▶ [Texto de la página]:
Tan traumática fue la lección para México que hasta el día de hoy sus leyes prohíben la reelección presidencial. Sin excepciones. El tema es tabú allá. No se toca.

¿Qué hizo que Porfirio Díaz cambie tan radicalmente de parecer, hasta el punto de contradecirse a sí mismo abiertamente? ¿Por qué ha pasado lo mismo una y otra vez desde entonces en América Latina? ¿Qué tendencia oscura del espíritu humano hace que presidentes de los más diversos contextos hayan buscado modificar la Constitución para alargar su mandato? ¿Por qué personajes tan variopintos ideológicamente como Alberto Fujimori, Álvaro Uribe o Rafael Correa, por mencionar los más paradigmáticos, parecen paridos por la misma madre cuando de reelección se habla?

El ánimo de perpetuación en el poder no es cuestión de tendencia ideológica, sino de naturaleza humana. Resulta de una suma de desviaciones sicológicas que afecta generalmente a líderes que han recibido gran apoyo electoral, que se ven a sí mismos como imprescindibles héroes de una gesta aún inacabada, cuyos bienaventurados proyectos no pueden quedar inconclusos por meros límites formales o temporales. El resultado político de dejarse llevar por tales delirios se ha demostrado siempre desastroso. A veces, trágico. Para constatarlo, basta con recorrer unos cuantos casos geográficamente cercanos —y relativamente recientes— de los que poco se habla.

Fue Alberto Fujimori —y no Hugo Chávez, como algunos piensan— quien marcó la pauta que hoy siguen los caudillos del socialismo andino. En 1992, el “Chino” disolvió el Congreso peruano e intervino en las instituciones judiciales. Promovió, mediante una asamblea constituyente dominada por sus adeptos, una nueva Constitución que permitió la reelección inmediata. Gracias a ello, se presentó a la reelección en 1995. Ganó aplastantemente. 

Tan solo un año después, los legisladores peruanos aprobaron una controvertida ley interpretativa que computaba el segundo periodo presidencial de Fujimori como el primero bajo la nueva Constitución, permitiéndole presentarse a una tercera elección en el 2000. Cuando el Tribunal Constitucional intentó parar ese sinsentido, los congresistas oficialistas destituyeron a los magistrados disidentes. Volvió a ganar. Pero al poco tiempo terminó autoexiliado en Japón, acorralado por escándalos de corrupción, espionaje y crisis económica. 

Perú aprendió la lección: se aprobó una ley que prohíbe hasta hoy la reelección inmediata del Presidente de la República.

En 2004, el entonces presidente colombiano Álvaro Uribe promovió una reforma a la carta fundamental que permitió la reelección inmediata por una sola vez. Se postuló el año siguiente y arrasó en las urnas. En 2009, sus fieles en el parlamento promovieron una reforma constitucional para abrir la posibilidad de un tercer mandato. Contaban con amplio apoyo popular. No obstante, la Corte Constitucional colombiana obstruyó la iniciativa: resolvió que permitir una segunda reelección significaría trastocar los equilibrios esenciales del Estado de Derecho y el sistema democrático. Por eso, concluía esa corte, requeriría de una asamblea constituyente para realizarse.

▶ [Material de consulta]:
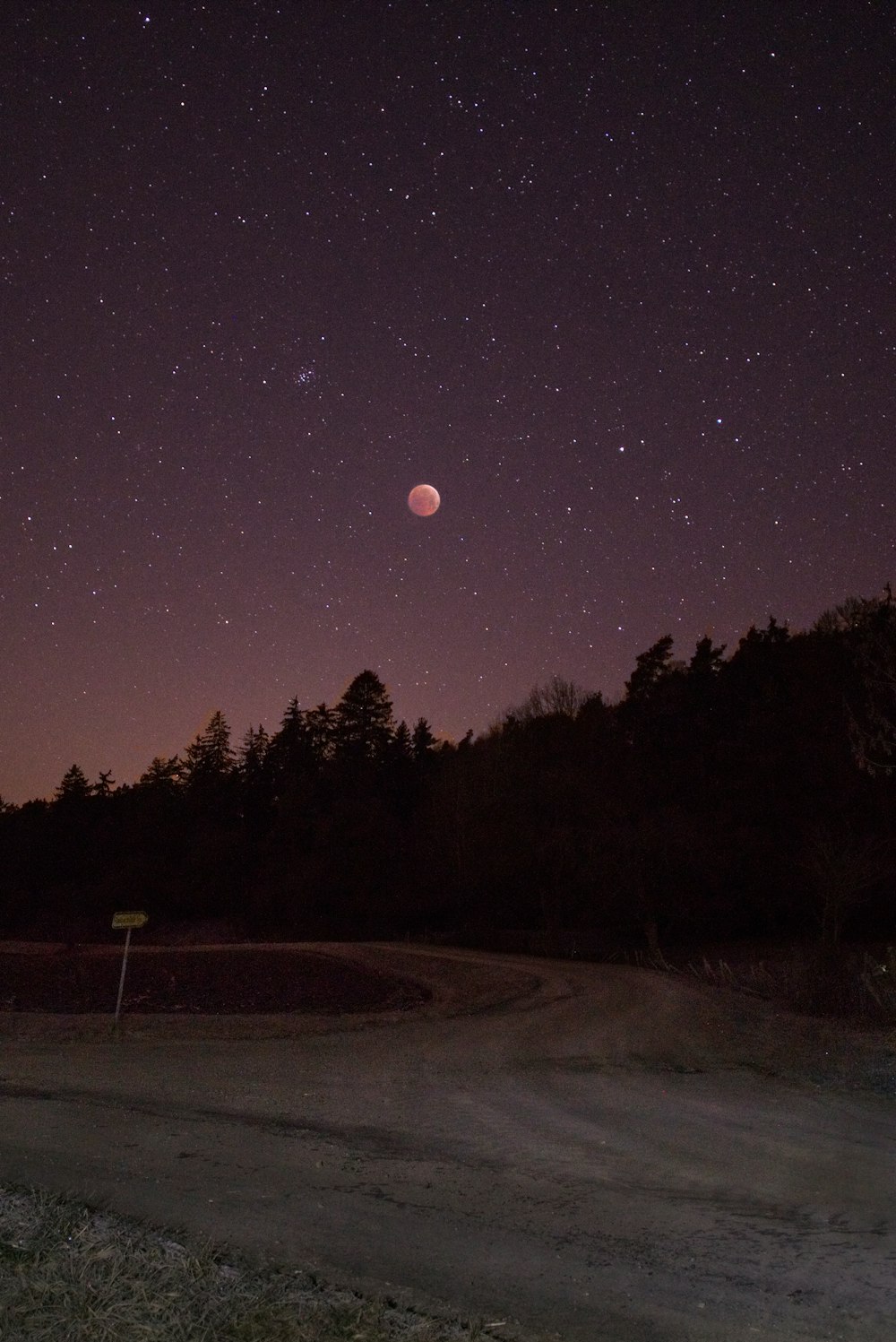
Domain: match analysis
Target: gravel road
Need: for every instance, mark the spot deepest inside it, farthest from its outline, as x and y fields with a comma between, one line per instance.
x=577, y=1152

▶ [Objetivo 1]: Según el texto sobre la reelección, ¿en qué año se presentó Alberto Fujimori a la reelección gracias a la nueva Constitución?
▶ [Objetivo 2]: Copia de nuevo el fragmento del texto sobre la reelección que empieza con las palabras "Perú aprendió la" y acaba con "constituyente para realizarse.", y sustituye en él "arrasó en las urnas" por "ganó con amplio margen".

▶ [Respuesta 1]: En 1995.

▶ [Respuesta 2]:
Perú aprendió la lección: se aprobó una ley que prohíbe hasta hoy la reelección inmediata del Presidente de la República.

En 2004, el entonces presidente colombiano Álvaro Uribe promovió una reforma a la carta fundamental que permitió la reelección inmediata por una sola vez. Se postuló el año siguiente y ganó con amplio margen. En 2009, sus fieles en el parlamento promovieron una reforma constitucional para abrir la posibilidad de un tercer mandato. Contaban con amplio apoyo popular. No obstante, la Corte Constitucional colombiana obstruyó la iniciativa: resolvió que permitir una segunda reelección significaría trastocar los equilibrios esenciales del Estado de Derecho y el sistema democrático. Por eso, concluía esa corte, requeriría de una asamblea constituyente para realizarse.